• _Wybrany fragment_
----------
Brytyjska marka Burberry, znana z klasycznych trenchy z kultową kratką zdaje się nie ulegać kryzysowi. Rok 2012 skończył się dla niej wzrostem sprzedaży, do której nie przyczyniły się jedynie akcesoria, które przynoszą marką największe zyski. Tym razem do wzrostu dochodów z handlu detalicznego przyczyniła się również męska linia. To faceci, a nie kobiety najczęściej kupują ubrania z metką Burberry. Nawet domy mody, które swe produkty kierują głównie do kobiet, nie pozostają obojętni na wzrastające modowe potrzeby mężczyzn.
„Przez ostatnie lata zauważyłem, że mężczyźni coraz częściej interesują się butami” - mówi Christian Louboutin, projektant butów, którego domeną są raczej niebotyczne szpilki niż męskie mokasyny. Projektant zauważa również, że potrzeba posiadania pięknych i luksusowych produktów marek modowych dotyczy już obu płci w tym samym stopniu. „Popyt na męskie buty wzrasta w niespotykanym tempie” - dodaje. W konsekwencji rosnącego zainteresowania, marki takie jak Christian Louboutin czy Jimmy Choo, dziś nie wyobrażają sobie sukcesu na rynku bez męskiej kolekcji.
----------
• _Dostarczony materiał_
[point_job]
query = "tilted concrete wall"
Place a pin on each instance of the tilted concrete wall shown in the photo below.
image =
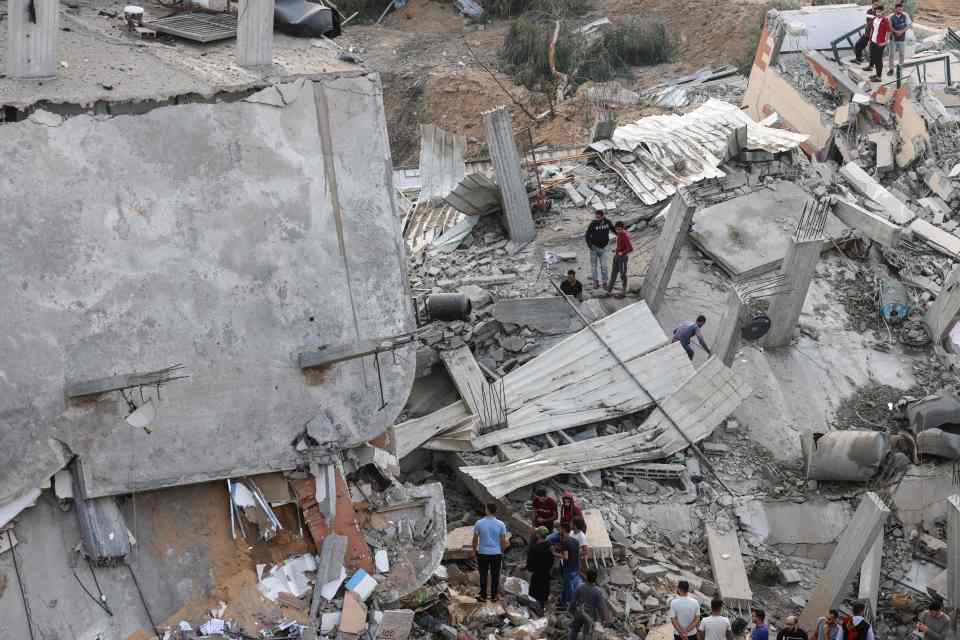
----------
• _Zadania do wykonania_
1 - Przeredaguj zwięźlej akapit tekstu o modzie męskiej zaczynający się od słów „Brytyjska marka Burberry”, zachowując jego główne fakty.
2 - Przepisz dokładnie fragment tekstu o modzie męskiej między słowami „Brytyjska marka Burberry, znana” a „modowe potrzeby mężczyzn.”, włącznie z nimi.

• _Odpowiedzi do zadań_
1 - Burberry, brytyjska marka słynąca z klasycznych trenczy w kultową kratkę, zdaje się nie ulegać kryzysowi. W 2012 roku jej sprzedaż wzrosła dzięki akcesoriom, które przynoszą marce największe zyski, oraz dzięki linii męskiej. Ubrania Burberry kupują najczęściej mężczyźni. Ich rosnące potrzeby modowe dostrzegają nawet domy mody kierujące ofertę głównie do kobiet.

2 -
Brytyjska marka Burberry, znana z klasycznych trenchy z kultową kratką zdaje się nie ulegać kryzysowi. Rok 2012 skończył się dla niej wzrostem sprzedaży, do której nie przyczyniły się jedynie akcesoria, które przynoszą marką największe zyski. Tym razem do wzrostu dochodów z handlu detalicznego przyczyniła się również męska linia. To faceci, a nie kobiety najczęściej kupują ubrania z metką Burberry. Nawet domy mody, które swe produkty kierują głównie do kobiet, nie pozostają obojętni na wzrastające modowe potrzeby mężczyzn.